TEXTO PARA ANÁLISE ▸
+---+

Pragmatismo passa a reger relação Cuba-Brasil

Apesar da ausência de embaixadores, importações brasileiras por Havana crescem, e programa Mais Médicos persiste

Obras no porto de Mariel, que foi construído com financiamento do BNDES, em Havana
Obras no porto de Mariel, que foi construído com financiamento do BNDES, em Havana - Liu Bin - 19.mai.14/Xinhua Press
Isabel Fleck
Havana

Em seu discurso de despedida como chefe de Estado na última quinta (19), Raúl Castro, que mantém a palavra final na política de Cuba, achou espaço para condenar o que chama de golpe parlamentar no Brasil (o impeachment de 2016) e a recente prisão do ex-presidente Lula.
 
O recado confirma expectativas de integrantes do governo brasileiro: a relação política estremecida desde a queda de Dilma Rousseff não deve melhorar com Michel Temer no poder. O sucessor de Castro, Miguel Díaz-Canel, afirma que a política exterior cubana "se manterá inalterável".

Se no campo político a expectativa é manter as relações bilaterais geladas até o próximo governo no Brasil, no comércio não há sinal de tensão. Prevalece o pragmatismo: impelidas por frango, óleo e farelo de soja, saltaram 48% as importações cubanas do Brasil no primeiro trimestre, após aumento de 7,7% em 2017.

Para interlocutores do governo brasileiro, a crise da Venezuela, parceiro essencial de Cuba, fará a ilha se abrir ao capital estrangeiro, e o Brasil pode se beneficiar. 

Os dois países continuam sem embaixadores em Brasília e em Havana. O governo cubano nunca respondeu ao pedido de agrément feito no início de 2017 pelo Brasil para o embaixador Frederico Meyer e retirou sua embaixadora de Brasília no fim de 2016.

+---+

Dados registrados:
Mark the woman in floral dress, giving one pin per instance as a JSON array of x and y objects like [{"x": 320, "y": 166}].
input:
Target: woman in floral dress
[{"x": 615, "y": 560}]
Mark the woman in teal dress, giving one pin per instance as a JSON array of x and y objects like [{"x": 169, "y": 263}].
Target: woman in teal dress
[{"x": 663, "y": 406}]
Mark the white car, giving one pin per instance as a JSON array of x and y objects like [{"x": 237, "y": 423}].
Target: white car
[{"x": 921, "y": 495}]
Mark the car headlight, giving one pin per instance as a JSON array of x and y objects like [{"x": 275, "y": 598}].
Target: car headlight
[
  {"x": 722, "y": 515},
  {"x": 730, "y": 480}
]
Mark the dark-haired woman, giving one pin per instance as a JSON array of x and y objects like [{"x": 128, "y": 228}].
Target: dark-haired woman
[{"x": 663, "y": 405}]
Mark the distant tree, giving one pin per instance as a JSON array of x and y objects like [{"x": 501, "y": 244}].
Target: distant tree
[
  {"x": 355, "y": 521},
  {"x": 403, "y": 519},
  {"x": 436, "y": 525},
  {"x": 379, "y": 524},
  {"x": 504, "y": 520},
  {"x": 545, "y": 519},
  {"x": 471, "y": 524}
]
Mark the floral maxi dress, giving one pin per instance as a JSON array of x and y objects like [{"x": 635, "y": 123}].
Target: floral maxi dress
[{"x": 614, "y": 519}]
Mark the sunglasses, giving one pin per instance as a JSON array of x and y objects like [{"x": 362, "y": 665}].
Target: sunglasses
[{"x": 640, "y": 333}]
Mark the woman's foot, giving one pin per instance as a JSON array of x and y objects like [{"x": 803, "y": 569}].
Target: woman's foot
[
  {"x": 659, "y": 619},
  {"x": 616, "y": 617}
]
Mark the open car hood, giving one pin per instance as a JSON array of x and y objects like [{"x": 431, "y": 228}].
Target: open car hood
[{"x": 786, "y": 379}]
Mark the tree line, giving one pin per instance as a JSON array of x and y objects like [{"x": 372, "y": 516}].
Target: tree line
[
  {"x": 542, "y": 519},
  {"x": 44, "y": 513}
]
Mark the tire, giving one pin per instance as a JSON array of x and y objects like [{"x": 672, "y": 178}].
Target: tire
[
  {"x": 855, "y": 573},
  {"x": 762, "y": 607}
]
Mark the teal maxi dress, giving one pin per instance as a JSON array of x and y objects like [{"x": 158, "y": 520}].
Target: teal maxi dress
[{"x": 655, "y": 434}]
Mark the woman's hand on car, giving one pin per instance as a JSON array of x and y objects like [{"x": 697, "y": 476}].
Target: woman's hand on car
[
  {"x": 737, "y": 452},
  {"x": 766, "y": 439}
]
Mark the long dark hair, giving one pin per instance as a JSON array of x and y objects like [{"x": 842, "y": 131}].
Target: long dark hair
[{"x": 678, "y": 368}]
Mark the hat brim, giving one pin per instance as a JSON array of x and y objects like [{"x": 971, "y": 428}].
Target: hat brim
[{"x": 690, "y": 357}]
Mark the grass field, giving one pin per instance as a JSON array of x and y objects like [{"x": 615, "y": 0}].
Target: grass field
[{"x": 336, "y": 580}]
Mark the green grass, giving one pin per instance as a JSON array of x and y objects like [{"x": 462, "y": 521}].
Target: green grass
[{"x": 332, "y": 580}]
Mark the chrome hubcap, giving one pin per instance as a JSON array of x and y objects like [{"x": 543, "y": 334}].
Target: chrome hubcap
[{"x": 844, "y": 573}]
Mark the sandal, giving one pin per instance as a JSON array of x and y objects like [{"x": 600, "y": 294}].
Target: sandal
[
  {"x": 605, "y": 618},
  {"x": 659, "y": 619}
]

+---+

ENUNCIADO DA TAREFA ▸
Retome o texto sobre as relações entre Cuba e o Brasil, prosseguindo a partir da última frase apresentada.

RESPOSTA AO EXERCÍCIO ▸
A elevação do tom do governo Temer com Caracas também afasta Cuba e Brasil, mas é o corte nas linhas de crédito concedidas à ilha nos anos de governo do PT que deixou o regime mais contrariado.

Além dos US$ 682 milhões (R$ 2,3 bilhões no câmbio atual) financiados pelo BNDES para ampliar e modernizar o porto de Mariel pela Odebrecht nos governos de Lula e Dilma, o Brasil mantinha acordo para emprestar € 56,3 milhões (R$ 235,7 milhões) a Cuba pelo programa Mais Alimentos Internacional. A linha servia para que Havana adquirisse maquinário e implementos agrícolas brasileiros.

No governo Temer e em meio aos escândalos da Lava Jato, porém, a torneira do BNDES fechou. O Brasil não entregou a última das três parcelas do pacote, de € 18,5 milhões (R$ 77,5 milhões). 
Fatia de cubanos no"‚Mais Médicos encolhe 25%

O Mais Médicos também se sobrepõe aos princípios ideológicos do regime. Desde 2013, o Brasil pagou mais de R$ 7,5 bilhões a Havana pelo programa. Hoje, porém, dos 17 mil médicos participantes, só 8.500 são cubanos --chegara a 11,4 mil sob Dilma.

Segundo funcionários do governo brasileiro, havia receio do regime cubano de que, com o impeachment, o acordo fosse cancelado. O Ministério da Saúde diz que pretende reduzir os cubanos para 7.400 até 2019, com substituição por profissionais brasileiros.

Com o turismo, a exportação de serviços médicos é a mais importante fonte de divisas para Cuba hoje. Para cada médico cubano, o governo brasileiro paga R$ 11,8 mil, mas o regime só repassa aos profissionais US$ 1.000 (R$ 3.400). 

Diante dessas condições, 218 médicos cubanos entraram com ações na Justiça brasileira pedindo para receber o valor integral pago pelo governo brasileiro a cada médico do programa. Muitos pedem ainda para ter direito de ser recontratado para o programa, como outros estrangeiros.

Alguns conseguiram ambos, como Arnulfo Batista e Mairelys Rodriguez; após decisão favorável em primeira instância, recebem o valor integral. "Todo médico cubano é considerado, pela lei, um intercambista, mas eles não puderam renovar o contrato como os demais. O edital [para recontratação] feriu o princípio da isonomia constitucional", diz André Corrêa, advogado dos dois médicos cubanos. 

Há ainda 1.500 médicos cubanos que prorrogaram a permanência no país por se casarem com brasileiros, e uma parcela que pediu refúgio.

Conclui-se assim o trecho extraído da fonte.